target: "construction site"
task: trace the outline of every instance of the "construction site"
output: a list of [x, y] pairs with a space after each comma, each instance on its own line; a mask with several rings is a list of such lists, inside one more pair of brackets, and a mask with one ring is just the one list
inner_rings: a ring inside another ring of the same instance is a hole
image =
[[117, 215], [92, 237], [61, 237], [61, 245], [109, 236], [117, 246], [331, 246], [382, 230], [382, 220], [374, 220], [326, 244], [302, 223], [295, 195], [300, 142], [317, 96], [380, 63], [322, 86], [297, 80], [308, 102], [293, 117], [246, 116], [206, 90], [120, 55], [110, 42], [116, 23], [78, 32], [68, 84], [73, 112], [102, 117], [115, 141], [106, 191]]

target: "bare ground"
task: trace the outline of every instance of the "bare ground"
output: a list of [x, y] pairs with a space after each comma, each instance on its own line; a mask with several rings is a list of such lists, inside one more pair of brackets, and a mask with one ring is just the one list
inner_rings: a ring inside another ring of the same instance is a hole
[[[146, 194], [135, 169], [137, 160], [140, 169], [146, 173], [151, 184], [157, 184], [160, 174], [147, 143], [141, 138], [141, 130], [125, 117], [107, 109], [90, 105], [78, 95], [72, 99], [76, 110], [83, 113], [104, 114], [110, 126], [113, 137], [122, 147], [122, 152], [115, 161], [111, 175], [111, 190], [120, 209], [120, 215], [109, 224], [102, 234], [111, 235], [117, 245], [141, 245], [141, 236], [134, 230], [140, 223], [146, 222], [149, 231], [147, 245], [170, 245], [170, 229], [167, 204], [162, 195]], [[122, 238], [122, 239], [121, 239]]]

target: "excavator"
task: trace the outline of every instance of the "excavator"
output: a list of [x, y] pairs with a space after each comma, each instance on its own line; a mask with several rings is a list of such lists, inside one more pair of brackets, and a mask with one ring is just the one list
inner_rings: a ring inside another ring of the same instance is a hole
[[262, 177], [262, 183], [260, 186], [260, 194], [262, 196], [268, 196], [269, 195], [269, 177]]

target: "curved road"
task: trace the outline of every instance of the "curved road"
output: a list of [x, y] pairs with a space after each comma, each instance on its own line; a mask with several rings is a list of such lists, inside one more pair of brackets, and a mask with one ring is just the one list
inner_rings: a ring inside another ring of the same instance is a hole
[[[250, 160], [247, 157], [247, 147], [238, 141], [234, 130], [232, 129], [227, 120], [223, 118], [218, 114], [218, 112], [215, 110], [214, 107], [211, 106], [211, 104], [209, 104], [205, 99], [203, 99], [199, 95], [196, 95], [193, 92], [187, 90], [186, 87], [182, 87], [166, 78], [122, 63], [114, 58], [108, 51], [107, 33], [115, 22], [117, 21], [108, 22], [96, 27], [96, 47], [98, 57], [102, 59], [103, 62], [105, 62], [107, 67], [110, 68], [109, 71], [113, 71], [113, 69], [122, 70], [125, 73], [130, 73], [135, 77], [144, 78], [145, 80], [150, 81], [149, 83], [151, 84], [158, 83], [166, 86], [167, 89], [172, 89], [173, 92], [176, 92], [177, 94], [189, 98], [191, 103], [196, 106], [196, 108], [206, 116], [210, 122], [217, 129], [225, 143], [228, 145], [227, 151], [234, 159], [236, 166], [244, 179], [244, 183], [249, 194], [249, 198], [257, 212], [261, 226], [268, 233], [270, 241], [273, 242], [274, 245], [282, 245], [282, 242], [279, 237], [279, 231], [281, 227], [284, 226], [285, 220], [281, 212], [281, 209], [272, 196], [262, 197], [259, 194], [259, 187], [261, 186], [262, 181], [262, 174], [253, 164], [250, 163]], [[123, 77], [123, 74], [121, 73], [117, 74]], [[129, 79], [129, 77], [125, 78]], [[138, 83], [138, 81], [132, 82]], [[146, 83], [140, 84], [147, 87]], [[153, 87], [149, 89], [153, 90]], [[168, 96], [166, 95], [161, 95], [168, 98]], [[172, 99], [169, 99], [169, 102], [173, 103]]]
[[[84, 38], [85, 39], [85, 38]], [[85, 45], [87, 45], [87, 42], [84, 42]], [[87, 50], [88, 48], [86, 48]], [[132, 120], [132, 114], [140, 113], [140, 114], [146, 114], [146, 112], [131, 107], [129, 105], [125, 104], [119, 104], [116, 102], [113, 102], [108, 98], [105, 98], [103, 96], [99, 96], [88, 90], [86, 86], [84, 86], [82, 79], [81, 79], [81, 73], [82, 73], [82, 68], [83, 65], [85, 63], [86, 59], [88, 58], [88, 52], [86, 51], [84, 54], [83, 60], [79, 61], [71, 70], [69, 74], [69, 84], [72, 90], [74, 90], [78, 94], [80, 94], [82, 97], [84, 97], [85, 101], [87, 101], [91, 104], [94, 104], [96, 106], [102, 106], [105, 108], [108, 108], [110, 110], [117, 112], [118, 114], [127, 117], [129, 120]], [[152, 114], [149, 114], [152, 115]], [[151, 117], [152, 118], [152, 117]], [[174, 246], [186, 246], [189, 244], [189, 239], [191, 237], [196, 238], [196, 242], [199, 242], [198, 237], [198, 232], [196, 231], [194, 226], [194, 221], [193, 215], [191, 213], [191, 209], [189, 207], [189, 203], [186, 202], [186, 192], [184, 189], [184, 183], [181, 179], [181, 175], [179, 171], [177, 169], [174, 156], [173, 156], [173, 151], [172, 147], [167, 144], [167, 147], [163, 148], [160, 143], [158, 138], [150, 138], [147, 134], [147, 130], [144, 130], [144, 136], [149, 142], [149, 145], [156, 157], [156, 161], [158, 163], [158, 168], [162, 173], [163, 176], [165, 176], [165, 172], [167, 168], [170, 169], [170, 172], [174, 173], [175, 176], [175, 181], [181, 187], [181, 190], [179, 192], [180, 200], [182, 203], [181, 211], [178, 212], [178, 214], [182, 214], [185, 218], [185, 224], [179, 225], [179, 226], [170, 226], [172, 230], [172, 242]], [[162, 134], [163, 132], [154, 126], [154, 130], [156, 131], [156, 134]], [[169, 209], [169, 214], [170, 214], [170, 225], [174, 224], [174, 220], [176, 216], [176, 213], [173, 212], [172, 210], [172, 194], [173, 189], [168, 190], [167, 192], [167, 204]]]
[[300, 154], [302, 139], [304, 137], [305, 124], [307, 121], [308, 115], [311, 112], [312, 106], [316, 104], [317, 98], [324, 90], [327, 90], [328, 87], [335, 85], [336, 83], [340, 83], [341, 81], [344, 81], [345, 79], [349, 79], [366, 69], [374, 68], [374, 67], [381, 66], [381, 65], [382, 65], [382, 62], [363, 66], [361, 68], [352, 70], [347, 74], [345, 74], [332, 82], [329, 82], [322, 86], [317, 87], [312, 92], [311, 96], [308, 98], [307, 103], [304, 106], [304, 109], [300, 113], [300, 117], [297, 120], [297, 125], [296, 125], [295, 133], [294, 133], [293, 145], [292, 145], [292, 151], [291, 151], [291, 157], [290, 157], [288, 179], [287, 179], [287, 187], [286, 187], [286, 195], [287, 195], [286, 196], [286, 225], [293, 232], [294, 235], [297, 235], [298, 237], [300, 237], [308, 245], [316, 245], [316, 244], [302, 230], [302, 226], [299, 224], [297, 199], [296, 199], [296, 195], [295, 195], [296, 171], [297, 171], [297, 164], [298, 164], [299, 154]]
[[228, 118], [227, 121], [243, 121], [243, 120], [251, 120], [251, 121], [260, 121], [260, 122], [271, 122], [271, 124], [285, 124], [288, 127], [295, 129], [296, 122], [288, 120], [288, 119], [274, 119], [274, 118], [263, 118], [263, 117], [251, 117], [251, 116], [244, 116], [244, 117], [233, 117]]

▶ [What you need to do] Can you reproduce the material above, changing each "trace" to "draw" and leaving everything else as it is?

▶ [Full response]
target: "construction site"
task: draw the outline of every instance of the "construction site"
output: a list of [x, y] pairs with a space after each comma, each instance on its own line; a mask with several rings is a list of such lists, inside one more pair of brackets, and a mask with one ring is just the one list
inner_rings: a ring inside another ring of the same instance is a hole
image =
[[117, 215], [92, 237], [61, 237], [61, 245], [109, 236], [117, 246], [331, 246], [382, 230], [382, 220], [374, 220], [326, 244], [302, 223], [295, 195], [300, 142], [317, 96], [380, 63], [322, 86], [297, 80], [308, 102], [293, 117], [246, 116], [206, 90], [120, 55], [110, 42], [116, 23], [78, 32], [68, 84], [73, 112], [102, 117], [115, 141], [106, 191]]

target: "bare ground"
task: draw the outline of every instance of the "bare ground"
output: a list of [x, y] pairs with a space after each comma, each instance on its own line; a mask with several rings is a list of such lists, inside one more pair of brackets, and a mask with one ring is just the one list
inner_rings: a ring inside another ring of the same instance is a hole
[[[146, 194], [135, 169], [137, 160], [140, 169], [146, 173], [151, 184], [157, 184], [160, 174], [147, 143], [141, 138], [141, 130], [125, 117], [107, 109], [90, 105], [78, 95], [72, 99], [76, 110], [83, 113], [104, 114], [110, 126], [113, 137], [122, 147], [122, 152], [115, 161], [111, 175], [111, 190], [120, 209], [120, 215], [109, 224], [102, 234], [111, 235], [117, 245], [141, 245], [141, 236], [134, 230], [140, 223], [146, 222], [149, 231], [147, 245], [170, 245], [170, 229], [167, 204], [162, 195]], [[122, 238], [122, 239], [121, 239]]]

target: "excavator"
task: draw the outline of every instance of the "excavator"
output: a list of [x, y] pairs with a space after each comma, each instance on its own line; a mask with several rings is a list of such lists, inside one more pair of brackets, and a mask with one ring is just the one list
inner_rings: a ring inside another ring of the same instance is a hole
[[262, 177], [262, 183], [260, 186], [260, 194], [262, 196], [268, 196], [269, 195], [269, 177]]

target: "curved road"
task: draw the outline of every instance of the "curved road"
output: a list of [x, y] pairs with a space after each comma, each instance on its own line; a mask with several rings is a list of such lists, inside one more pair of brackets, and a mask with one ring is just the one list
inner_rings: a ring inside another ring of the same instance is a hole
[[[250, 160], [247, 157], [247, 147], [238, 141], [234, 130], [232, 129], [227, 120], [223, 118], [218, 114], [218, 112], [215, 110], [214, 107], [211, 106], [211, 104], [209, 104], [205, 99], [203, 99], [199, 95], [196, 95], [193, 92], [187, 90], [186, 87], [182, 87], [166, 78], [122, 63], [114, 58], [108, 51], [107, 33], [115, 22], [117, 21], [108, 22], [96, 27], [96, 47], [98, 57], [102, 59], [103, 62], [105, 62], [107, 67], [110, 68], [109, 71], [113, 71], [113, 69], [122, 70], [125, 73], [130, 73], [135, 77], [144, 78], [145, 80], [150, 81], [149, 83], [151, 84], [158, 83], [166, 86], [167, 89], [172, 89], [173, 92], [176, 92], [177, 94], [189, 98], [191, 103], [196, 106], [196, 108], [206, 116], [210, 122], [217, 129], [225, 143], [228, 145], [227, 151], [234, 159], [236, 166], [244, 179], [244, 183], [249, 194], [249, 198], [257, 212], [261, 226], [268, 233], [270, 241], [273, 242], [274, 245], [282, 245], [282, 242], [279, 237], [279, 231], [281, 227], [284, 226], [285, 220], [281, 212], [281, 209], [272, 196], [262, 197], [259, 194], [259, 187], [261, 186], [262, 181], [262, 174], [253, 164], [250, 163]], [[123, 77], [123, 74], [121, 73], [117, 74]], [[129, 79], [129, 77], [125, 78]], [[138, 83], [138, 81], [132, 82]], [[146, 83], [140, 84], [147, 87]], [[153, 87], [149, 89], [153, 90]], [[168, 96], [166, 95], [161, 95], [168, 98]], [[172, 99], [169, 99], [169, 102], [173, 103]]]
[[[84, 38], [85, 39], [85, 38]], [[85, 45], [87, 45], [87, 42], [84, 42]], [[87, 50], [88, 48], [86, 48]], [[132, 120], [132, 114], [140, 113], [140, 114], [146, 114], [146, 112], [131, 107], [129, 105], [125, 104], [119, 104], [116, 102], [113, 102], [108, 98], [105, 98], [103, 96], [99, 96], [88, 90], [86, 86], [84, 86], [82, 79], [81, 79], [81, 73], [82, 73], [82, 68], [83, 65], [85, 63], [86, 59], [88, 58], [88, 52], [86, 51], [84, 54], [83, 60], [79, 61], [71, 70], [69, 74], [69, 84], [72, 90], [74, 90], [78, 94], [80, 94], [82, 97], [84, 97], [85, 101], [87, 101], [91, 104], [94, 104], [96, 106], [102, 106], [105, 108], [108, 108], [110, 110], [117, 112], [118, 114], [127, 117], [129, 120]], [[152, 114], [149, 114], [152, 115]], [[151, 117], [152, 118], [152, 117]], [[174, 246], [186, 246], [189, 244], [189, 239], [191, 237], [196, 238], [196, 242], [199, 242], [198, 237], [198, 232], [196, 231], [194, 226], [194, 221], [193, 215], [191, 213], [191, 209], [189, 207], [189, 203], [186, 202], [186, 192], [184, 189], [184, 183], [181, 179], [181, 175], [179, 171], [177, 169], [174, 156], [173, 156], [173, 151], [172, 147], [167, 144], [167, 147], [163, 148], [160, 143], [158, 138], [150, 138], [147, 134], [147, 130], [144, 130], [144, 136], [149, 142], [149, 145], [156, 157], [156, 161], [158, 163], [158, 168], [162, 173], [163, 176], [165, 176], [165, 172], [167, 168], [170, 169], [170, 172], [174, 173], [175, 176], [175, 181], [181, 187], [181, 190], [179, 192], [180, 200], [182, 203], [181, 211], [178, 212], [178, 214], [182, 214], [185, 218], [185, 224], [179, 225], [179, 226], [170, 226], [172, 230], [172, 242]], [[162, 134], [163, 132], [154, 126], [154, 130], [156, 131], [156, 134]], [[169, 209], [169, 214], [170, 214], [170, 225], [174, 224], [174, 220], [176, 216], [176, 213], [173, 212], [172, 210], [172, 194], [173, 189], [168, 190], [167, 192], [167, 204]]]
[[300, 154], [302, 139], [304, 137], [305, 124], [307, 121], [308, 115], [311, 112], [312, 106], [316, 104], [317, 98], [324, 90], [327, 90], [328, 87], [335, 85], [336, 83], [340, 83], [341, 81], [344, 81], [345, 79], [349, 79], [366, 69], [374, 68], [374, 67], [381, 66], [381, 65], [382, 65], [382, 62], [363, 66], [361, 68], [352, 70], [347, 74], [345, 74], [332, 82], [329, 82], [322, 86], [317, 87], [312, 92], [311, 96], [308, 98], [307, 103], [304, 106], [304, 109], [300, 113], [300, 117], [297, 120], [297, 125], [296, 125], [295, 133], [294, 133], [293, 145], [292, 145], [292, 151], [291, 151], [291, 157], [290, 157], [288, 179], [287, 179], [287, 187], [286, 187], [286, 195], [287, 195], [286, 196], [286, 225], [293, 232], [294, 235], [297, 235], [298, 237], [300, 237], [308, 245], [316, 245], [316, 244], [302, 230], [302, 226], [299, 224], [297, 199], [296, 199], [296, 195], [295, 195], [296, 171], [297, 171], [297, 164], [298, 164], [299, 154]]
[[228, 118], [227, 121], [243, 121], [243, 120], [251, 120], [251, 121], [260, 121], [260, 122], [271, 122], [271, 124], [285, 124], [288, 127], [295, 129], [296, 122], [288, 120], [288, 119], [274, 119], [274, 118], [263, 118], [263, 117], [251, 117], [251, 116], [244, 116], [244, 117], [233, 117]]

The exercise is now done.